• [EXERCISE REQUIREMENTS] Every record below is to be copied exactly, with its images omitted.

***** DATA EXTRACTS *****

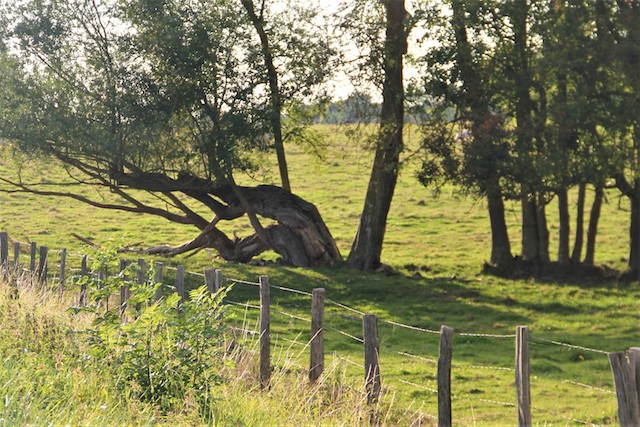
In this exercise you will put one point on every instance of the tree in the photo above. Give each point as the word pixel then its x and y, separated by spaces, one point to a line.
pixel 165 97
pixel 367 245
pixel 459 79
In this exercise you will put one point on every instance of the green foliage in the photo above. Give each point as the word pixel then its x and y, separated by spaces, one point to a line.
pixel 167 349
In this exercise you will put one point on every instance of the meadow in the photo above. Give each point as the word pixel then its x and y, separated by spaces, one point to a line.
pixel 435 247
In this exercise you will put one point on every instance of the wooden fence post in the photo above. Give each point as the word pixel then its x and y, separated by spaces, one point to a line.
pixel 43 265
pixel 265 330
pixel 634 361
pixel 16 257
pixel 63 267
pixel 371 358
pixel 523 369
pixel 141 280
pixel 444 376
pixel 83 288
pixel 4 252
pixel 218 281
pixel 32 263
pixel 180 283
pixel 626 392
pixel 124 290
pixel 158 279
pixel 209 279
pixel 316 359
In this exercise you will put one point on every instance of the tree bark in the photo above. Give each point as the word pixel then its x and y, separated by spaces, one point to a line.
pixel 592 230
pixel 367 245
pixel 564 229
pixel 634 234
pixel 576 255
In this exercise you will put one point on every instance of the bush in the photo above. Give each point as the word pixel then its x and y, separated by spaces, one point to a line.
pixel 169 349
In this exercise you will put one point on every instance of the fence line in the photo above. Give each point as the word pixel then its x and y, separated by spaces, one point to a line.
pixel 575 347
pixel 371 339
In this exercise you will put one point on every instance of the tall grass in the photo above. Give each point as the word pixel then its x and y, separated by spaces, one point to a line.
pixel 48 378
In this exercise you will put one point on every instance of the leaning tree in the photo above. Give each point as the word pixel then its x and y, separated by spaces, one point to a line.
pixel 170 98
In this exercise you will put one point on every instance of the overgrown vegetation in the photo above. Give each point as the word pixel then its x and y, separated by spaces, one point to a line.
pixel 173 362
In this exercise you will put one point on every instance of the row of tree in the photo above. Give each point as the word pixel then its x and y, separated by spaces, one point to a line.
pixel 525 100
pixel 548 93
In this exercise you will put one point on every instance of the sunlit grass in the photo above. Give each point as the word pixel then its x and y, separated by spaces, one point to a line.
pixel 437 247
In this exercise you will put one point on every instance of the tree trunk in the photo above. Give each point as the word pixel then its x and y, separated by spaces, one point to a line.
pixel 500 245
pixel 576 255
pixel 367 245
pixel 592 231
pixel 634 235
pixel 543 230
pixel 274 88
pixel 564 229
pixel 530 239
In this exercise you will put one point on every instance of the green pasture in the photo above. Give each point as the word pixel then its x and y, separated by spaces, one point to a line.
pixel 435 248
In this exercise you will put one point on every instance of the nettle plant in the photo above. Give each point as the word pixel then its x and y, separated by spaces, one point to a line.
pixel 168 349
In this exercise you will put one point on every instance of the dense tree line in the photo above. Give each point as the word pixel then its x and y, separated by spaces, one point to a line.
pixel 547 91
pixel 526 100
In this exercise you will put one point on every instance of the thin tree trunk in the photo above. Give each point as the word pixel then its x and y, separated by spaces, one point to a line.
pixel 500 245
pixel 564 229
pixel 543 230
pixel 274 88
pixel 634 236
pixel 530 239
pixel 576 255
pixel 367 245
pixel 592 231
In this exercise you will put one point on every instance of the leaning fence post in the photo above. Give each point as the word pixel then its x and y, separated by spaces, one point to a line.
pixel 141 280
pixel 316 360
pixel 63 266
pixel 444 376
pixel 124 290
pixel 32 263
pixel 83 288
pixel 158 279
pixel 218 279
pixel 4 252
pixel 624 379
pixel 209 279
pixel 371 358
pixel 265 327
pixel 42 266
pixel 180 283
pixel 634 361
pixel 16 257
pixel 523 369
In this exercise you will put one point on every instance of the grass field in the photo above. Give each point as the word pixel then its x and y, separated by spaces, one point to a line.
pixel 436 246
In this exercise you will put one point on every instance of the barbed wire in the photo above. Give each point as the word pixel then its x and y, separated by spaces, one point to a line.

*****

• [EXERCISE ANSWER]
In this exercise you will put one point on every instance of the tree in the photo above. Give each point as the word pixel then its x and y, separated by spaces, one point to a line.
pixel 165 97
pixel 367 245
pixel 459 79
In this exercise you will put one point on every instance of the green foliage in the photo above. Give each point as the word pixel then its x and y, separated by spaces, one point to a line.
pixel 167 349
In this exercise you will put one point on every instance of the meadow in the photo above. Give each point as the word pixel then its x and y, separated by spaces, one point to a line.
pixel 435 247
In this exercise you will put one point on every instance of the wooden fence post in the photo above. Give each point as the word pixel then its x and y, separated by spaces, one point to a line.
pixel 43 265
pixel 265 330
pixel 634 361
pixel 16 257
pixel 63 267
pixel 371 358
pixel 523 369
pixel 141 280
pixel 444 376
pixel 83 288
pixel 4 252
pixel 218 281
pixel 32 263
pixel 180 283
pixel 626 392
pixel 124 290
pixel 158 279
pixel 209 279
pixel 316 359
In this exercise you will put one point on every instance of the tree bark in the photo above. Give each point as the word pixel then its x and y, separated by spaces, one point to a line.
pixel 592 230
pixel 367 245
pixel 564 229
pixel 634 234
pixel 576 255
In this exercise you will put one point on every instance of the bush in the photo above. Give each point as the word pixel then its x and y, separated by spaces, one point to a line.
pixel 169 349
In this exercise you will put one point on every instance of the fence line in the photo above. Give each point as the word pixel then its x and y, separated by spaces, one point to a line.
pixel 575 347
pixel 371 339
In this exercise you will put one point on every instance of the tall grass in the photo above. Give each point as the word pixel then its x and y, separated by spaces, one point to a line.
pixel 48 378
In this exercise you will put one point on every instance of the leaning tree in the photo above. Give each point as the word pixel then its x and y, separated by spaces, one point to a line.
pixel 170 98
In this exercise you will put one point on every instance of the overgrown vegetation in the photo above. Give each point as the word pixel then its x and y, separated by spaces, one point to a line.
pixel 173 362
In this exercise you will put one point on every instance of the row of tree in the photo above. Give each point as the word pixel then its x and y, separated by spaces, one point to a line.
pixel 525 100
pixel 548 93
In this exercise you will put one point on every instance of the sunlit grass in the photo above. Give each point as the word pixel then its x and y, separated by spaces, one point to a line.
pixel 437 247
In this exercise you will put one point on every instance of the tree trunk in the photo above. Give each point as the word pixel then its x and y, separated by spaces, one point to a line.
pixel 500 245
pixel 576 255
pixel 367 245
pixel 592 231
pixel 634 235
pixel 543 230
pixel 274 88
pixel 564 229
pixel 530 239
In this exercise you will put one point on every instance of the green pasture in the photo above. Give each point as the word pixel then its x and y, separated by spaces, one point to a line.
pixel 435 248
In this exercise you will put one point on every instance of the nettle plant in the photo above. Give each point as the word pixel then its x and y, separated by spaces, one point to a line.
pixel 168 349
In this exercise you will put one point on every instance of the dense tree line in the photo above. Give each point as the word pixel then its x and y, separated by spaces, one point to a line.
pixel 547 91
pixel 526 100
In this exercise you will put one point on every instance of the thin tree trunk in the photo above. Give each point as the word pixel then its x and y, separated by spaces, one point to a line.
pixel 500 245
pixel 564 229
pixel 543 230
pixel 274 88
pixel 634 236
pixel 530 239
pixel 576 255
pixel 367 245
pixel 592 231
In this exercise you will put one point on every instance of the leaning fence post in the photo above. Give each point as the word pixel then its x and y, separated by spaces, one point to a line.
pixel 141 280
pixel 316 360
pixel 63 266
pixel 444 376
pixel 124 290
pixel 32 263
pixel 83 288
pixel 158 279
pixel 218 279
pixel 4 252
pixel 624 379
pixel 209 279
pixel 371 358
pixel 265 327
pixel 42 266
pixel 180 283
pixel 634 361
pixel 16 257
pixel 523 369
In this exercise you will put one point on every instance of the grass field in the photo above. Give each point as the word pixel then its x and y, separated by spaces, one point to a line.
pixel 436 246
In this exercise you will put one point on every instance of the barbed wire in the photo above. Give each point as the word pixel then its x and y, separated by spaces, one point to a line.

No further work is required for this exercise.